WHAT THE TASK ASKS | Go to the line containing "Target: person in black coat" in the records below and retype from there through the final line, exactly.

····················

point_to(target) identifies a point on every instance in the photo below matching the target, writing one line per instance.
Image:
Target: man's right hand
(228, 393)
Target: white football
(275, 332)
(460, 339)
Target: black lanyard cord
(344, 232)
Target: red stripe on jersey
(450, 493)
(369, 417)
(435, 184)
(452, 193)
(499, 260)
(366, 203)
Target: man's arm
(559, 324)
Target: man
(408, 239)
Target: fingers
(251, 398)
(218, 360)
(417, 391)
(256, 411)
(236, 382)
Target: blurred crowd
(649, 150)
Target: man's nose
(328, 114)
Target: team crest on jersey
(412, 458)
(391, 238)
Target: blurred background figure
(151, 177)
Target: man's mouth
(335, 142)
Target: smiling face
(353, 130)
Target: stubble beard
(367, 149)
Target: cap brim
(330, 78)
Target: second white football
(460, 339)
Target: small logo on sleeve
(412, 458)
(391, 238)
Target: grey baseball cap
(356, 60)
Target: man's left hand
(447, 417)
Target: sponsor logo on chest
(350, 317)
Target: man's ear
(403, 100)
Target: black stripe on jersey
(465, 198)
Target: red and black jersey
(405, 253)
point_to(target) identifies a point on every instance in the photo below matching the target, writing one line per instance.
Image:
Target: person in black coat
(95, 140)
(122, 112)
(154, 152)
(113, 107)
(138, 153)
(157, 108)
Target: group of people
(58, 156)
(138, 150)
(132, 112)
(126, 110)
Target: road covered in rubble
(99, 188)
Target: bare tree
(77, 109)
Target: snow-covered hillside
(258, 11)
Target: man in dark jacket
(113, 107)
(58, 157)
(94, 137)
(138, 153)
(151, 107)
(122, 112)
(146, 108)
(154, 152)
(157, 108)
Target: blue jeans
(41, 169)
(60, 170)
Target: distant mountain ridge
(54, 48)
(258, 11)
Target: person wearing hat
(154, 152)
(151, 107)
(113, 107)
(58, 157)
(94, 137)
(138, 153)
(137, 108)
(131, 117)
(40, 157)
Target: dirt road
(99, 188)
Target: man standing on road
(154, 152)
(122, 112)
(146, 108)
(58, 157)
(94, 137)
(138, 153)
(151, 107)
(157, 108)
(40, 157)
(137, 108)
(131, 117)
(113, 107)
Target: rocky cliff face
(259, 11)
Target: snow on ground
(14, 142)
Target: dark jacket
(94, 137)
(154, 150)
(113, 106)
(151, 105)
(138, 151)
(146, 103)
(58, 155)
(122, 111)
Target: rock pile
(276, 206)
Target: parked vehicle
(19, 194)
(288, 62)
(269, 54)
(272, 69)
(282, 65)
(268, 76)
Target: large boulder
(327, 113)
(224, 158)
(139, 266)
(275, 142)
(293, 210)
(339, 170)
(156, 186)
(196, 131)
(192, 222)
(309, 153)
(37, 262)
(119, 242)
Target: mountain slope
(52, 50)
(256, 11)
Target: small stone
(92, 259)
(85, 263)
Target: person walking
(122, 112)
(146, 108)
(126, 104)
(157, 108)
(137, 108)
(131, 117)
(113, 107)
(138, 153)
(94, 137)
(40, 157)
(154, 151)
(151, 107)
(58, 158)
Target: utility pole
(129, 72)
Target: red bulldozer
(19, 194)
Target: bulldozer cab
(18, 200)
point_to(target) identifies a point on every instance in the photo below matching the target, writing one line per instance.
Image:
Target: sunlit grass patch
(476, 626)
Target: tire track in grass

····················

ANSWER TO THE EXERCISE |
Target: person in black coat
(95, 140)
(122, 112)
(154, 152)
(113, 107)
(138, 153)
(157, 108)
Target: group of people
(58, 156)
(138, 150)
(132, 112)
(126, 110)
Target: road covered in rubble
(99, 188)
Target: bare tree
(77, 109)
Target: snow-covered hillside
(258, 11)
Target: man in dark jacket
(113, 107)
(58, 157)
(94, 137)
(138, 153)
(151, 107)
(122, 112)
(146, 108)
(154, 152)
(157, 108)
Target: blue jeans
(41, 169)
(60, 170)
Target: distant mountain ridge
(54, 48)
(258, 11)
Target: person wearing hat
(154, 152)
(151, 107)
(113, 107)
(58, 157)
(94, 137)
(138, 153)
(137, 108)
(131, 117)
(40, 157)
Target: dirt road
(99, 188)
Target: man standing on road
(154, 152)
(122, 112)
(146, 108)
(58, 157)
(94, 137)
(138, 153)
(151, 107)
(157, 108)
(40, 157)
(137, 108)
(131, 117)
(113, 107)
Target: rocky cliff face
(259, 11)
Target: snow on ground
(14, 142)
Target: dark jacket
(94, 137)
(154, 150)
(113, 106)
(151, 105)
(138, 151)
(146, 103)
(58, 155)
(122, 111)
Target: rock pile
(276, 206)
Target: parked vehicle
(19, 194)
(288, 62)
(269, 54)
(272, 69)
(282, 65)
(268, 76)
Target: large boulder
(327, 113)
(224, 158)
(139, 266)
(275, 142)
(293, 210)
(339, 170)
(156, 186)
(196, 131)
(192, 222)
(309, 153)
(37, 262)
(119, 242)
Target: mountain slope
(52, 50)
(256, 11)
Target: small stone
(92, 259)
(85, 263)
Target: person walking
(122, 112)
(146, 108)
(126, 104)
(157, 108)
(137, 108)
(131, 117)
(113, 107)
(138, 153)
(94, 137)
(40, 157)
(154, 151)
(151, 107)
(58, 158)
Target: utility pole
(129, 72)
Target: red bulldozer
(19, 194)
Target: bulldozer cab
(18, 200)
point_to(target) identifies a point on every instance in the photo below matching the target, writing one line per instance.
Image:
Target: sunlit grass patch
(476, 626)
Target: tire track in grass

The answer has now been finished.